Input for this task>
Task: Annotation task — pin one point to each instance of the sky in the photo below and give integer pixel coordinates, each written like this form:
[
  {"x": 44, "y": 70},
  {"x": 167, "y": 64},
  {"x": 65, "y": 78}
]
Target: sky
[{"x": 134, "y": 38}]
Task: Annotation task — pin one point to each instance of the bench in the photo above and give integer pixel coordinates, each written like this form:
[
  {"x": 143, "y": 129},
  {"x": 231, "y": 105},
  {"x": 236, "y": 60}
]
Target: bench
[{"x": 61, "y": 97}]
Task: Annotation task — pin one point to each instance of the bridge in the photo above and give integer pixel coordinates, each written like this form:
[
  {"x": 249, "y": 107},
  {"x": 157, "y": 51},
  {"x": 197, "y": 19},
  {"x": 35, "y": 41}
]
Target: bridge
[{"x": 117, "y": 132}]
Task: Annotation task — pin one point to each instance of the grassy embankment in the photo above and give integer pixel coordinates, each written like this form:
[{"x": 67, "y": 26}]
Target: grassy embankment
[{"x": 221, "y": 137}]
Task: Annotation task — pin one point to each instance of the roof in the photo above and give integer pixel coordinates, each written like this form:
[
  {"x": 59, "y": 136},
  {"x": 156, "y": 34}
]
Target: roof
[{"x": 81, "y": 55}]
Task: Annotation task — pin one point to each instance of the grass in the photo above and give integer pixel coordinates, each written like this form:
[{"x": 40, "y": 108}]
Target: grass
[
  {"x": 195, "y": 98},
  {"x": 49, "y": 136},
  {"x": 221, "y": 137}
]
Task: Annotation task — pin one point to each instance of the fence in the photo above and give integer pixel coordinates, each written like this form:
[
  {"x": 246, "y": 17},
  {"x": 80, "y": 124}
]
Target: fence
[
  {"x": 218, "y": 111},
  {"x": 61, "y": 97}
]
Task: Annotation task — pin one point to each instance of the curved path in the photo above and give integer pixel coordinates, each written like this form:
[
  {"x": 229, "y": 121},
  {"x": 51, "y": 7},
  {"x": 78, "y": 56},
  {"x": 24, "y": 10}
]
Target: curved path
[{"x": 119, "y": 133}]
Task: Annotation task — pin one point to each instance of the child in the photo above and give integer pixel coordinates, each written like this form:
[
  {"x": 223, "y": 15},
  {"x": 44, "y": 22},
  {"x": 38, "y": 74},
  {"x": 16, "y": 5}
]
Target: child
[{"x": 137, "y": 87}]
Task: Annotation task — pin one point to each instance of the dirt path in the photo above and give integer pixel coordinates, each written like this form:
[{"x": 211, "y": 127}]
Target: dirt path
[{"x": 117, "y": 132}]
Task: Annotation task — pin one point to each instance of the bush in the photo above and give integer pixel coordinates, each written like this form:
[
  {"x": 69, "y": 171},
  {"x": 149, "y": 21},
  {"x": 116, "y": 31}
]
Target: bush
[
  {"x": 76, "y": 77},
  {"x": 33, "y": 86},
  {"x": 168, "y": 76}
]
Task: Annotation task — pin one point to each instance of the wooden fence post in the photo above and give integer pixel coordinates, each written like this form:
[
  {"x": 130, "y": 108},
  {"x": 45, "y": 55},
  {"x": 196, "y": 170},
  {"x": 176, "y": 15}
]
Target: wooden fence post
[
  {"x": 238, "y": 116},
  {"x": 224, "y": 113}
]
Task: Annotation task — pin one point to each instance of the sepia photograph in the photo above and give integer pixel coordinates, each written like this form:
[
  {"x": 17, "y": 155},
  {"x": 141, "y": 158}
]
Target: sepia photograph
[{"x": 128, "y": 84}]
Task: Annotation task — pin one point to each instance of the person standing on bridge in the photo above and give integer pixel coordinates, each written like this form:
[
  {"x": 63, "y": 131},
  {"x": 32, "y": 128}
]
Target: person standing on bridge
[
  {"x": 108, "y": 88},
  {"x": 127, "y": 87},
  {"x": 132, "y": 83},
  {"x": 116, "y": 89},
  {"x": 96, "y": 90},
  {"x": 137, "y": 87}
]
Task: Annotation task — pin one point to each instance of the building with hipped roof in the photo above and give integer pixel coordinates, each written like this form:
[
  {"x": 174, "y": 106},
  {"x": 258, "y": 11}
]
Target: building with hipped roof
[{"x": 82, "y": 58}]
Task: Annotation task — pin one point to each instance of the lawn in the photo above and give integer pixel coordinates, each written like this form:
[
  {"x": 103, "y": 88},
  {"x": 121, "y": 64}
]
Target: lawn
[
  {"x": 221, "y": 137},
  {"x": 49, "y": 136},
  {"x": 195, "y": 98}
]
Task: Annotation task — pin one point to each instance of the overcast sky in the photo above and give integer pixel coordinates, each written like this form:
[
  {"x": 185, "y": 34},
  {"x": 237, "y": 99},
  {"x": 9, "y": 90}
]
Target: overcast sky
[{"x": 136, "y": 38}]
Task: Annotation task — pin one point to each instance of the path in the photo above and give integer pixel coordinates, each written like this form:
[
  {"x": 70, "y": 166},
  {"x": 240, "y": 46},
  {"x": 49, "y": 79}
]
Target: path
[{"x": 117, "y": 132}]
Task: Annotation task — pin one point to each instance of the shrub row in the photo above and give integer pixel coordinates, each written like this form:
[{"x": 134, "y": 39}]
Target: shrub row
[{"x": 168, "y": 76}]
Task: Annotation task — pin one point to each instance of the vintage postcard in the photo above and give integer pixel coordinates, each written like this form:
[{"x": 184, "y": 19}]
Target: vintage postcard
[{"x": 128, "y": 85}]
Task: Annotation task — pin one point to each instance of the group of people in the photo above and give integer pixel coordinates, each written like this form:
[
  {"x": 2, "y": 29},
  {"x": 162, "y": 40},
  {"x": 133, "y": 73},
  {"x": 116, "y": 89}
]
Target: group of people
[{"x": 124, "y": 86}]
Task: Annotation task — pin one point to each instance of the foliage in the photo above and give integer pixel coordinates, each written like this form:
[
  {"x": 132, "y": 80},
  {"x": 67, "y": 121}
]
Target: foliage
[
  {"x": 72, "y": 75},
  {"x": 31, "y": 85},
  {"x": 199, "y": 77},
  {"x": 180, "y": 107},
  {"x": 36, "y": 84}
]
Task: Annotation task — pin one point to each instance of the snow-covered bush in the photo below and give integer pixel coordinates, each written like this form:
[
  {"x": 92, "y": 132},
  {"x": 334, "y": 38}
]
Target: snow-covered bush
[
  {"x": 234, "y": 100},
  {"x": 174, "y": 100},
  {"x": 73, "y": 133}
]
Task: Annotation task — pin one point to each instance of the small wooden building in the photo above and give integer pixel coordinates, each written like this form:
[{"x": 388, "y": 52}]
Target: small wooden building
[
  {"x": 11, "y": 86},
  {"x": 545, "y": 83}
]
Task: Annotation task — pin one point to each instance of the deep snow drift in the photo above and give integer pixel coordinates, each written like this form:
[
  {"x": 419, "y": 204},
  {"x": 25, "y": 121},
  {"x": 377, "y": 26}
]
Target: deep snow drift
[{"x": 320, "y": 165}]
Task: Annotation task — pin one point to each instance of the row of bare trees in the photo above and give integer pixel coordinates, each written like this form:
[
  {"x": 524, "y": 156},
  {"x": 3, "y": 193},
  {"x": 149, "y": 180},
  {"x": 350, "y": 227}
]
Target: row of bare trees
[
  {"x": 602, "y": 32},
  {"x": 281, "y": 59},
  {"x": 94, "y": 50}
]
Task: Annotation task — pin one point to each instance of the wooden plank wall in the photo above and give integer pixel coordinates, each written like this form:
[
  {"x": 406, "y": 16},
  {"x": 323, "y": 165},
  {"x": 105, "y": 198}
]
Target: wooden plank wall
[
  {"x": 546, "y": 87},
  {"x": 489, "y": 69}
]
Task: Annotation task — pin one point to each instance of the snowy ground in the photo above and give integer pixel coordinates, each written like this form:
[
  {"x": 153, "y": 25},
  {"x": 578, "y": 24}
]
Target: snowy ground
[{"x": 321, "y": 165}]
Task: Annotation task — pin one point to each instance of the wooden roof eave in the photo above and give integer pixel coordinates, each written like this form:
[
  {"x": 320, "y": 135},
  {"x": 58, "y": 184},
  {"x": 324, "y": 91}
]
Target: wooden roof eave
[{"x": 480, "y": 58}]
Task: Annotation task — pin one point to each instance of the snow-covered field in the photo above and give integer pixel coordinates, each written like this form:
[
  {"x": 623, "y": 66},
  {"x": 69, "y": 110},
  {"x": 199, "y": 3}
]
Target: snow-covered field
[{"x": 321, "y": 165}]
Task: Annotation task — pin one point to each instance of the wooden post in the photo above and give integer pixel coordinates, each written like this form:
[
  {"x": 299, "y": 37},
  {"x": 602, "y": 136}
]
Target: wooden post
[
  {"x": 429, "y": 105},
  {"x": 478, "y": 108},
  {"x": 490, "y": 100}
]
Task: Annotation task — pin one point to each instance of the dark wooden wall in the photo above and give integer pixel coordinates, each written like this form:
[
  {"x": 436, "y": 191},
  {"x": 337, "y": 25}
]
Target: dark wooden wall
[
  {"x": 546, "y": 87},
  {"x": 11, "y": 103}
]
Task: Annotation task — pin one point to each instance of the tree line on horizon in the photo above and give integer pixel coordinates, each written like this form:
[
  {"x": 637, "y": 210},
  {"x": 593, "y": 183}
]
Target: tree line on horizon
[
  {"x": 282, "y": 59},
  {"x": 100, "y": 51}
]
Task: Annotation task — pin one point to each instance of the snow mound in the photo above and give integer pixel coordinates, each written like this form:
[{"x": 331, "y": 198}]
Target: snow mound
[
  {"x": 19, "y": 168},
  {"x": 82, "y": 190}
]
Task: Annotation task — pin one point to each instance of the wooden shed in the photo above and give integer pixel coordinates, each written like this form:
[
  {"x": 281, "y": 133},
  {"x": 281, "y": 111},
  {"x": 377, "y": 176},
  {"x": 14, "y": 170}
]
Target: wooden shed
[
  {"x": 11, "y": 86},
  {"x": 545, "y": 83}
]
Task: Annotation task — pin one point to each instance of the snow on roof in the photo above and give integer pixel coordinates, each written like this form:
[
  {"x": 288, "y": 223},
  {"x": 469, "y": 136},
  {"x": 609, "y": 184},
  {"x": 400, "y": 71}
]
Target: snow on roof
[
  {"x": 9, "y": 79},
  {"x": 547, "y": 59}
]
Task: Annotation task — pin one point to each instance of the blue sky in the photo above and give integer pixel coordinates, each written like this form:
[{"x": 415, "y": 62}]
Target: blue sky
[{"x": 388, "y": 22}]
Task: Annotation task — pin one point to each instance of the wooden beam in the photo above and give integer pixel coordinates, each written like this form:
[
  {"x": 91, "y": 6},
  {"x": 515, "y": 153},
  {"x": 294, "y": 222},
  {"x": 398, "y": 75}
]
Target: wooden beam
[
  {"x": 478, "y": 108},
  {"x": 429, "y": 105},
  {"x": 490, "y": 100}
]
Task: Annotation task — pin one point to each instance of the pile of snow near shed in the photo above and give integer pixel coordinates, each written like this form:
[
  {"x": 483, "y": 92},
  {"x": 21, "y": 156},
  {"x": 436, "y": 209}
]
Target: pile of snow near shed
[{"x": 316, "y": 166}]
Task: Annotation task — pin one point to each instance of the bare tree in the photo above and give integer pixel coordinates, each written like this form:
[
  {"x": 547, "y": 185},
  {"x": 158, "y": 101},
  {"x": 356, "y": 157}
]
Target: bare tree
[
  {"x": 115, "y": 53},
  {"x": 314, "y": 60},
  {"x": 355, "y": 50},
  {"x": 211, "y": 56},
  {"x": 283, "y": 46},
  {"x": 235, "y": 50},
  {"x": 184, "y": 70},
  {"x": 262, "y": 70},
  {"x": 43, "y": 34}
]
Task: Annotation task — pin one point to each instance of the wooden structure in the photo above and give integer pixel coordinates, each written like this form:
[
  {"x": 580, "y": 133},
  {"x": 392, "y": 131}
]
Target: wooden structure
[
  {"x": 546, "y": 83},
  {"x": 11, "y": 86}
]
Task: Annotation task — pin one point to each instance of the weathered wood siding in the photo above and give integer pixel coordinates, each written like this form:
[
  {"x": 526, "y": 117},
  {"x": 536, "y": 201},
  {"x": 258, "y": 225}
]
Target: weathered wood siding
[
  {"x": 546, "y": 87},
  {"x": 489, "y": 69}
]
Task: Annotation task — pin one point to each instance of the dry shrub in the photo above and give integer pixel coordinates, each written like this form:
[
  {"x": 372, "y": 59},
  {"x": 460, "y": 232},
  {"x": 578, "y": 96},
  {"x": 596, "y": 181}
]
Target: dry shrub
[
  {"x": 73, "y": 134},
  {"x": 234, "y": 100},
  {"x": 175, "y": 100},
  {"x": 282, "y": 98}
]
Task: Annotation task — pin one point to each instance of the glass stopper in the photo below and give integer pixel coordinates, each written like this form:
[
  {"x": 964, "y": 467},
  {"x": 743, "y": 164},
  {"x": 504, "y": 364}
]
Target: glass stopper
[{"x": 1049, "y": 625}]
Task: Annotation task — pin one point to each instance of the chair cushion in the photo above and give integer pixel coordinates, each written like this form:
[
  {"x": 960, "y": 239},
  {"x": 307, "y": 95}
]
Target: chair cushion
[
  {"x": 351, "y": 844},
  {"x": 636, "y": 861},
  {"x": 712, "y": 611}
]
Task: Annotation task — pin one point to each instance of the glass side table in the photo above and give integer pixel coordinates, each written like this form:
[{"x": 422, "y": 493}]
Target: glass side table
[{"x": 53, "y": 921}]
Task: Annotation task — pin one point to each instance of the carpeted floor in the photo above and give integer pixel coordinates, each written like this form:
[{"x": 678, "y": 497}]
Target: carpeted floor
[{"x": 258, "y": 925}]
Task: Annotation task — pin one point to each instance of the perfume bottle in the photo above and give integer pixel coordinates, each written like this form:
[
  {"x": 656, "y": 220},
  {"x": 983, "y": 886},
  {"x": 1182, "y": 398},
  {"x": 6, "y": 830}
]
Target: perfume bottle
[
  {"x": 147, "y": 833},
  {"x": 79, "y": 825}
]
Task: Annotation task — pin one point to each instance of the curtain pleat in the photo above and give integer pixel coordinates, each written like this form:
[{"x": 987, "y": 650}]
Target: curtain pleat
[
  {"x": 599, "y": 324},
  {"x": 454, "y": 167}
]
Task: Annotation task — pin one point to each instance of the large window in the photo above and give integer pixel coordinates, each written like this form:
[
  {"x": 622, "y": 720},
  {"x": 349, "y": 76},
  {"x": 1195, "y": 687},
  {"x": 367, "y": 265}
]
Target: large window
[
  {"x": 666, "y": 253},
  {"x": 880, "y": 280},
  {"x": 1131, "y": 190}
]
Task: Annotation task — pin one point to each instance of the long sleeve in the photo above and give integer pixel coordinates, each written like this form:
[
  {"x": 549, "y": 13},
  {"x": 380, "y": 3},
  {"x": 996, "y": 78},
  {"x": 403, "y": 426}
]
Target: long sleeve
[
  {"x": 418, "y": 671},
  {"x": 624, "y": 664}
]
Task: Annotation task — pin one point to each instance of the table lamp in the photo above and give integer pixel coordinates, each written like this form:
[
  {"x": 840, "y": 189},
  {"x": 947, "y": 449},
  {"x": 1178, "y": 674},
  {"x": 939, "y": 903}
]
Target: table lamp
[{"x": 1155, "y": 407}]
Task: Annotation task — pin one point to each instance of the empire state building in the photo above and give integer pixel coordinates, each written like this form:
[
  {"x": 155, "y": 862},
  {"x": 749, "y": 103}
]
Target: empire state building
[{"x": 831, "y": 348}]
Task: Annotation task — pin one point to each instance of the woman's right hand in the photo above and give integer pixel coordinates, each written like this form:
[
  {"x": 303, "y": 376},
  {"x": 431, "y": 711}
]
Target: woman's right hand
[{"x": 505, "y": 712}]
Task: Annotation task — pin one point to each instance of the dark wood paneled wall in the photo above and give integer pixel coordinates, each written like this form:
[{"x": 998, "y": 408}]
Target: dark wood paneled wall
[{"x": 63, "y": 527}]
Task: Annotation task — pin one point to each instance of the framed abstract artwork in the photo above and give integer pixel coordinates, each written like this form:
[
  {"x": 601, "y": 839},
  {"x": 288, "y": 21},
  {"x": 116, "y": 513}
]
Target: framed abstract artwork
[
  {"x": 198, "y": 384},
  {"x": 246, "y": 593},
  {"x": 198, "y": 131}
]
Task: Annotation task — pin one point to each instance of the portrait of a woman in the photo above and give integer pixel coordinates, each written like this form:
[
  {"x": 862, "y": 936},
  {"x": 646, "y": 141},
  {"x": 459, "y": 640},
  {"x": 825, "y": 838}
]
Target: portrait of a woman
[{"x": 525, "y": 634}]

Your task> Repeat exactly, and only, the lines from the line containing "of the empire" through the last line of the records above, both included.

Response to this task>
Task: Annotation task — pin one point to each instance of the empire state building in the photo above and give integer pixel coordinates, each written like this form:
[
  {"x": 155, "y": 862},
  {"x": 749, "y": 103}
]
Target: empire state building
[{"x": 831, "y": 348}]
Task: Annotation task — pin one point to each instance of the woman's right hand in the photo above and give integer pixel coordinates, each written like this form:
[
  {"x": 303, "y": 376},
  {"x": 431, "y": 711}
]
Target: woman's right hand
[{"x": 505, "y": 712}]
Task: Annotation task — pin one point to each instance of the dark wood paneled wall in the photo above and give integer pixel coordinates, each written like this form:
[{"x": 998, "y": 408}]
Target: dark wood paneled wall
[{"x": 63, "y": 527}]
Task: Annotation task — pin one point to each instance of the framed abstract artwork in the photo above and give integer pixel coordinates, each written like this form:
[
  {"x": 601, "y": 839},
  {"x": 288, "y": 21},
  {"x": 116, "y": 513}
]
Target: framed abstract artwork
[
  {"x": 198, "y": 384},
  {"x": 246, "y": 593},
  {"x": 198, "y": 131}
]
Task: Annotation task — pin one point to each instance of the portrait of a woman in the photo above and give integer pixel coordinates, each written like this form:
[
  {"x": 862, "y": 936},
  {"x": 646, "y": 141},
  {"x": 459, "y": 640},
  {"x": 825, "y": 838}
]
Target: portrait of a woman
[{"x": 525, "y": 634}]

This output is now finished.